Task objective - Reproduce the material below with each "positive clicks" swapped for "foreground clicks" and nothing else altered, leaving out the pictures.

(Data taken from a collection)

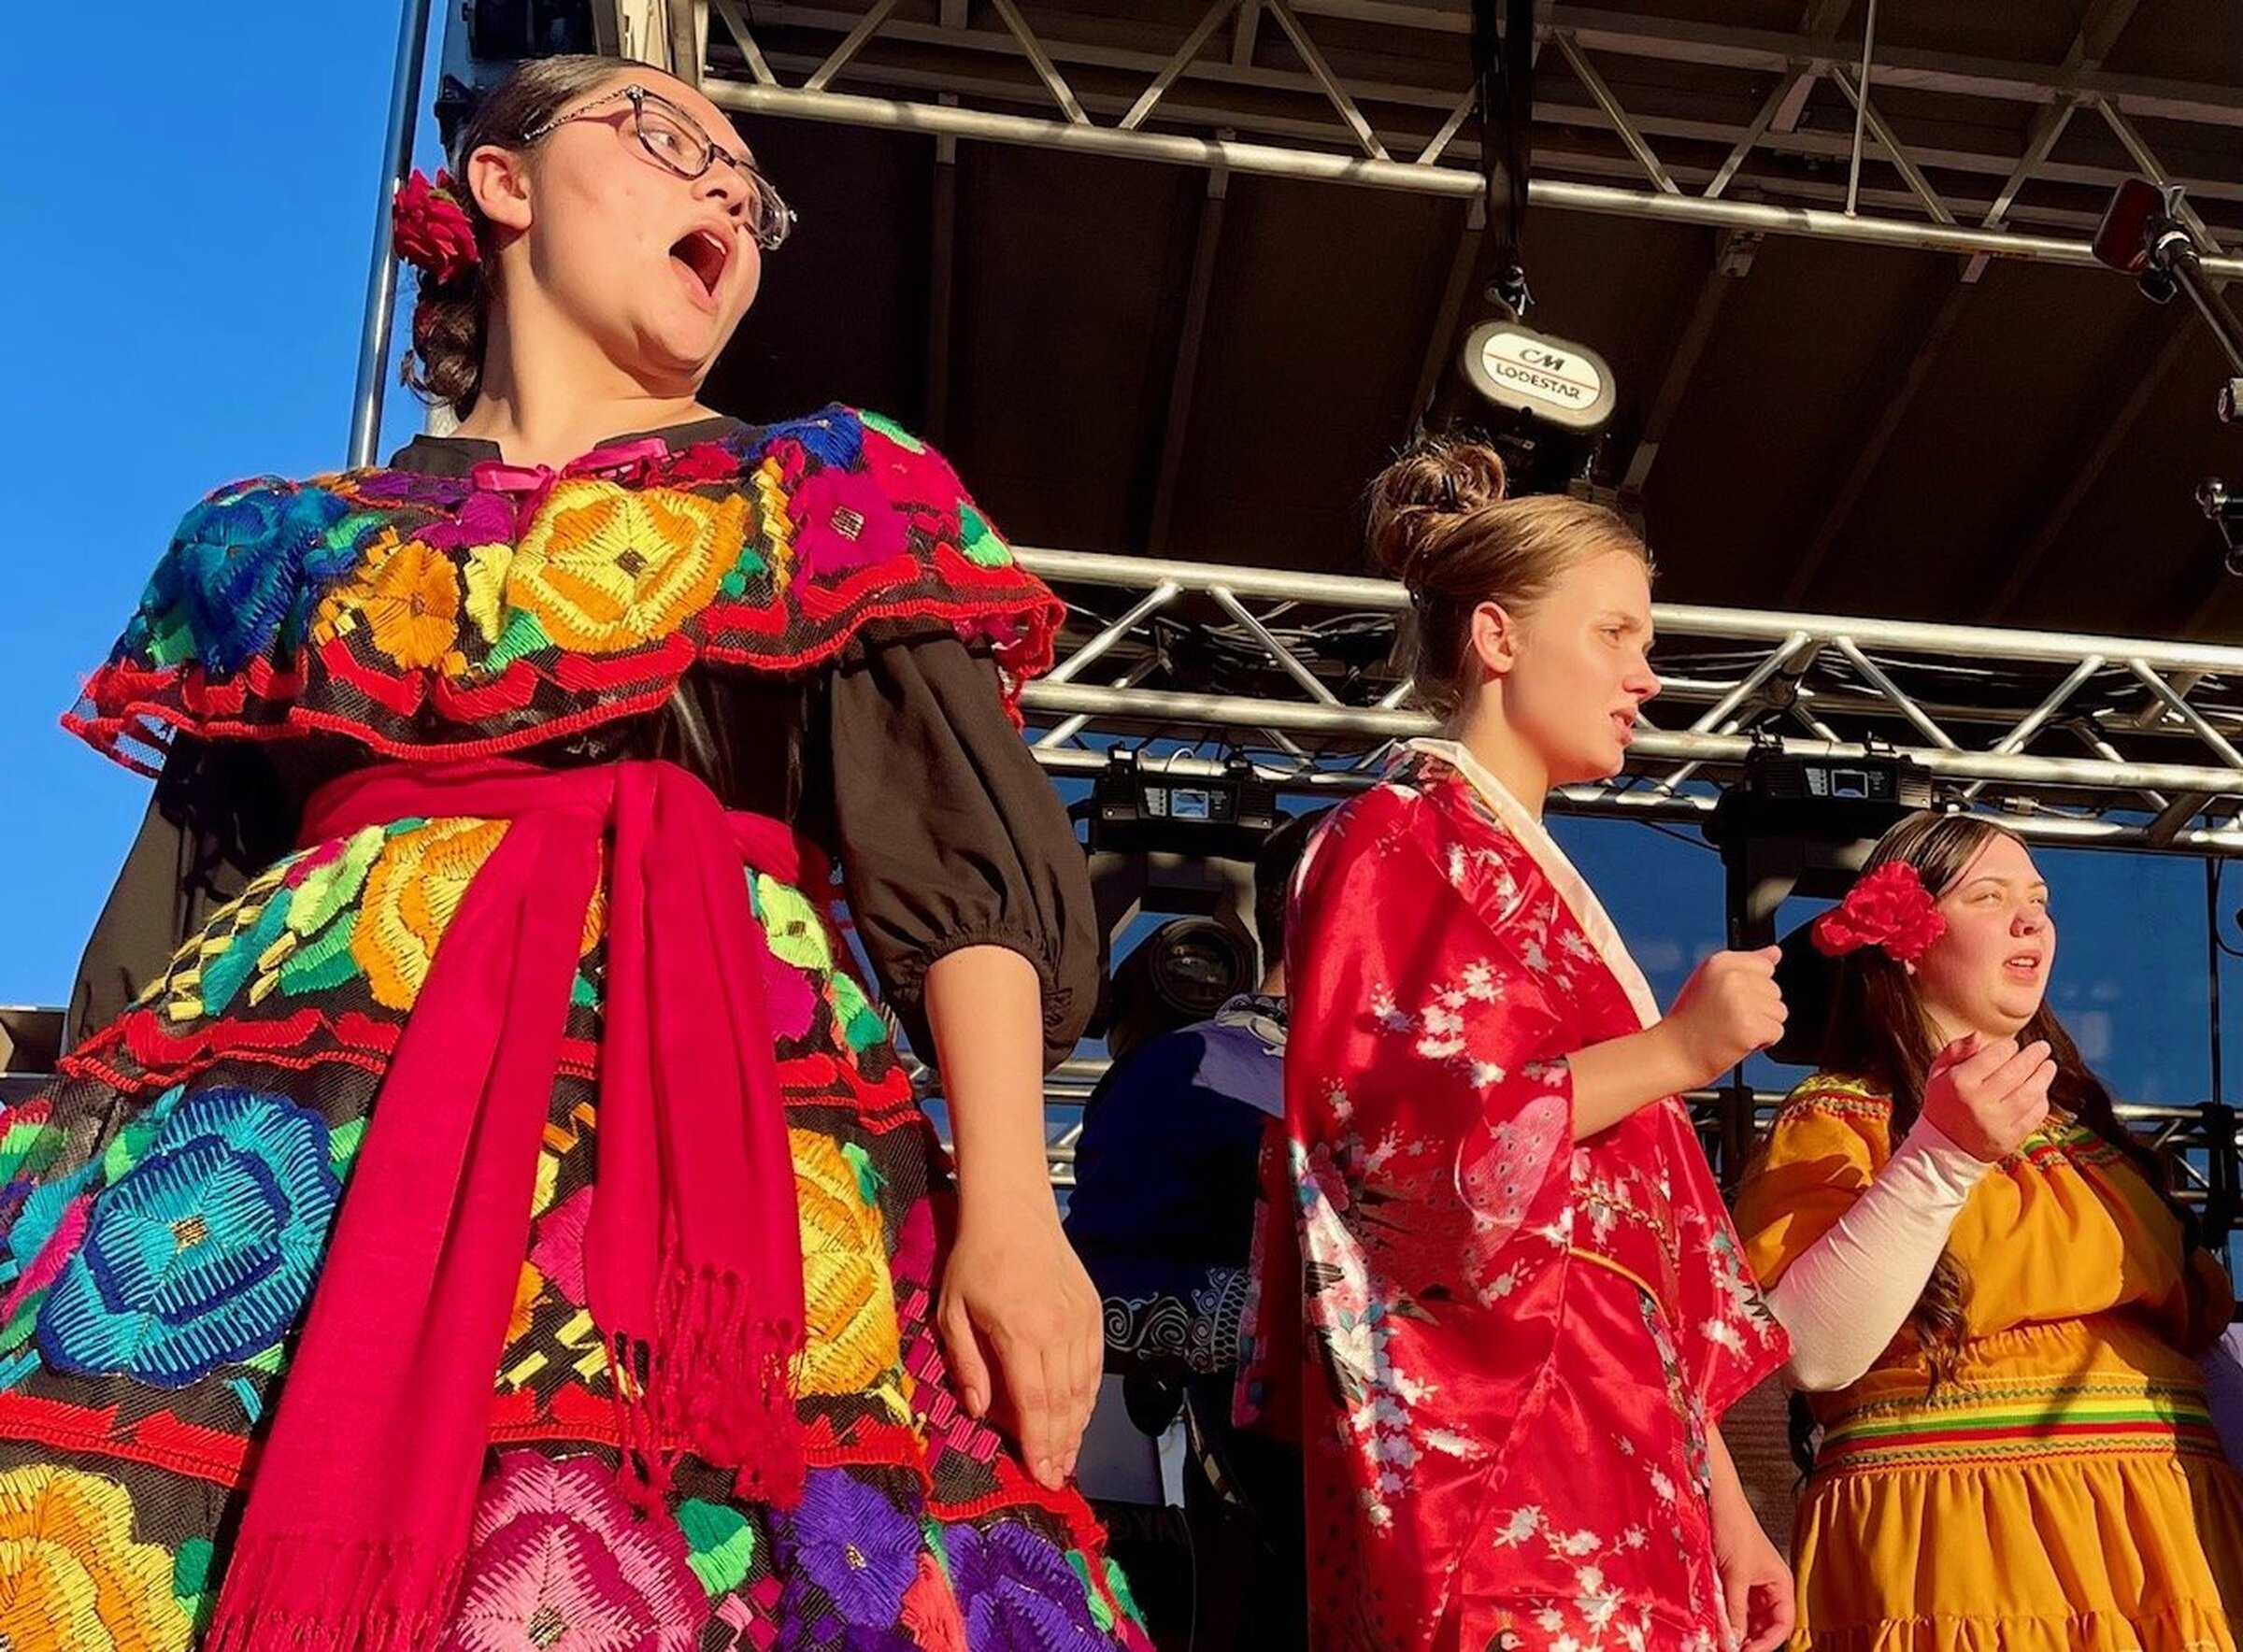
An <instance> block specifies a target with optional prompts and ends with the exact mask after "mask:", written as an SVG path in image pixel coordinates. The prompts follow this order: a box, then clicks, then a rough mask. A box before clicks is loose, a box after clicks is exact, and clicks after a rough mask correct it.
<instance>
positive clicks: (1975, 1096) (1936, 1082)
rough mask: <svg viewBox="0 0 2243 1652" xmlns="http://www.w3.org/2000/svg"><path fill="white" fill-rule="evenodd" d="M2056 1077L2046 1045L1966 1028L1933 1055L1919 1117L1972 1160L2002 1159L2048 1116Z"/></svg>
mask: <svg viewBox="0 0 2243 1652" xmlns="http://www.w3.org/2000/svg"><path fill="white" fill-rule="evenodd" d="M2055 1076H2057V1062H2055V1058H2052V1056H2050V1054H2048V1045H2043V1042H2039V1040H2034V1042H2030V1045H2025V1047H2023V1049H2019V1047H2016V1040H2014V1038H1983V1036H1981V1033H1969V1036H1967V1038H1958V1040H1954V1042H1951V1045H1947V1049H1942V1051H1940V1054H1938V1056H1933V1060H1931V1076H1929V1078H1927V1080H1924V1110H1922V1116H1924V1119H1927V1121H1931V1123H1933V1125H1938V1130H1940V1132H1942V1134H1945V1136H1947V1139H1949V1141H1951V1143H1956V1145H1958V1148H1963V1150H1965V1152H1967V1154H1972V1157H1974V1159H1983V1161H1985V1163H2001V1161H2003V1159H2007V1157H2010V1154H2012V1152H2016V1150H2019V1148H2021V1145H2023V1143H2025V1136H2030V1134H2032V1132H2034V1130H2039V1127H2041V1121H2043V1119H2048V1083H2050V1080H2052V1078H2055Z"/></svg>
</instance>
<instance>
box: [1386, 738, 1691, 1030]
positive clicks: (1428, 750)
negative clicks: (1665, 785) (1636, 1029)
mask: <svg viewBox="0 0 2243 1652" xmlns="http://www.w3.org/2000/svg"><path fill="white" fill-rule="evenodd" d="M1406 744H1409V749H1411V751H1418V753H1424V755H1427V758H1438V760H1440V762H1444V764H1449V767H1451V769H1456V771H1458V773H1460V776H1462V778H1465V785H1469V787H1471V789H1474V791H1478V793H1480V800H1483V802H1485V805H1487V807H1489V809H1492V811H1494V816H1496V820H1501V823H1503V829H1505V832H1510V834H1512V836H1514V838H1519V843H1521V845H1523V847H1525V852H1527V854H1530V856H1534V863H1536V865H1539V867H1541V870H1543V876H1548V879H1550V885H1552V888H1554V890H1557V894H1559V899H1561V901H1563V903H1566V908H1568V910H1570V912H1572V917H1575V924H1579V926H1581V935H1586V937H1588V944H1590V946H1595V948H1597V957H1599V959H1604V966H1606V968H1608V971H1613V980H1615V982H1619V991H1622V993H1626V995H1628V1002H1631V1004H1633V1006H1635V1013H1637V1015H1640V1018H1642V1022H1644V1027H1651V1024H1653V1022H1658V1020H1660V1000H1658V997H1653V995H1651V982H1646V980H1644V973H1642V971H1640V968H1637V966H1635V959H1633V957H1631V955H1628V944H1626V941H1624V939H1619V928H1617V926H1615V924H1613V917H1610V915H1608V912H1606V910H1604V901H1599V899H1597V892H1595V890H1593V888H1588V879H1584V876H1581V872H1579V870H1577V867H1575V863H1572V861H1568V859H1566V852H1563V850H1561V847H1557V838H1552V836H1550V829H1548V827H1543V823H1541V820H1536V818H1534V814H1532V811H1530V809H1527V807H1525V805H1523V802H1519V798H1514V796H1512V789H1510V787H1505V785H1503V782H1501V780H1496V776H1494V773H1492V771H1489V769H1487V764H1485V762H1480V760H1478V758H1474V755H1471V751H1467V749H1465V746H1462V744H1460V742H1456V740H1411V742H1406Z"/></svg>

Task response -
An <instance> block specifies a target with optional prompts and ends with the exact mask after "mask:", written as an SVG path in image pixel coordinates. The prompts follow this order: a box, then clicks, then a rough mask. A box before clicks is loose, a box after clicks is exact, and clicks after a rough mask correct it.
<instance>
foreground clicks: (1975, 1096) (1936, 1082)
rough mask: <svg viewBox="0 0 2243 1652" xmlns="http://www.w3.org/2000/svg"><path fill="white" fill-rule="evenodd" d="M2056 1077L2046 1045L1966 1028L1933 1055L1919 1117L1972 1160L2002 1159L2048 1116Z"/></svg>
mask: <svg viewBox="0 0 2243 1652" xmlns="http://www.w3.org/2000/svg"><path fill="white" fill-rule="evenodd" d="M2055 1076H2057V1062H2055V1058H2052V1056H2050V1054H2048V1045H2043V1042H2039V1040H2034V1042H2030V1045H2025V1047H2023V1049H2019V1047H2016V1040H2014V1038H1983V1036H1981V1033H1969V1036H1967V1038H1958V1040H1954V1042H1951V1045H1947V1049H1942V1051H1940V1054H1938V1056H1933V1060H1931V1076H1929V1078H1927V1080H1924V1110H1922V1116H1924V1119H1927V1121H1931V1123H1933V1125H1938V1130H1940V1132H1942V1134H1945V1136H1947V1139H1949V1141H1951V1143H1956V1145H1958V1148H1963V1150H1965V1152H1967V1154H1972V1157H1974V1159H1983V1161H1985V1163H2001V1161H2003V1159H2007V1157H2010V1154H2012V1152H2016V1150H2019V1148H2021V1145H2023V1143H2025V1136H2030V1134H2032V1132H2034V1130H2039V1127H2041V1121H2043V1119H2048V1083H2050V1080H2052V1078H2055Z"/></svg>
</instance>
<instance>
box: [1386, 738, 1691, 1030]
foreground clicks: (1428, 750)
negative clicks: (1665, 785) (1636, 1029)
mask: <svg viewBox="0 0 2243 1652" xmlns="http://www.w3.org/2000/svg"><path fill="white" fill-rule="evenodd" d="M1406 744H1409V749H1411V751H1418V753H1424V755H1427V758H1438V760H1440V762H1444V764H1449V767H1451V769H1456V771H1458V773H1460V776H1462V778H1465V785H1469V787H1471V789H1474V791H1478V793H1480V800H1483V802H1485V805H1487V807H1489V809H1492V811H1494V816H1496V820H1501V823H1503V829H1505V832H1510V834H1512V836H1514V838H1519V843H1521V845H1523V847H1525V852H1527V854H1530V856H1534V863H1536V865H1539V867H1541V870H1543V876H1548V879H1550V885H1552V888H1554V890H1557V894H1559V899H1561V901H1563V903H1566V908H1568V910H1570V912H1572V917H1575V924H1579V926H1581V935H1586V937H1588V944H1590V946H1595V948H1597V957H1599V959H1604V966H1606V968H1608V971H1613V980H1615V982H1619V991H1622V993H1626V995H1628V1002H1631V1004H1633V1006H1635V1013H1637V1015H1640V1018H1642V1022H1644V1027H1651V1024H1653V1022H1658V1020H1660V1000H1658V997H1653V995H1651V982H1646V980H1644V973H1642V971H1640V968H1637V966H1635V959H1633V957H1631V955H1628V944H1626V941H1624V939H1619V928H1617V926H1615V924H1613V917H1610V915H1608V912H1606V910H1604V901H1599V899H1597V892H1595V890H1593V888H1588V879H1584V876H1581V872H1579V870H1577V867H1575V863H1572V861H1568V859H1566V852H1563V850H1561V847H1557V838H1552V836H1550V829H1548V827H1543V823H1541V820H1536V818H1534V814H1532V811H1530V809H1527V807H1525V805H1523V802H1519V798H1514V796H1512V789H1510V787H1505V785H1503V782H1501V780H1496V776H1494V773H1492V771H1489V769H1487V764H1485V762H1480V760H1478V758H1474V755H1471V751H1467V749H1465V746H1462V744H1460V742H1456V740H1411V742H1406Z"/></svg>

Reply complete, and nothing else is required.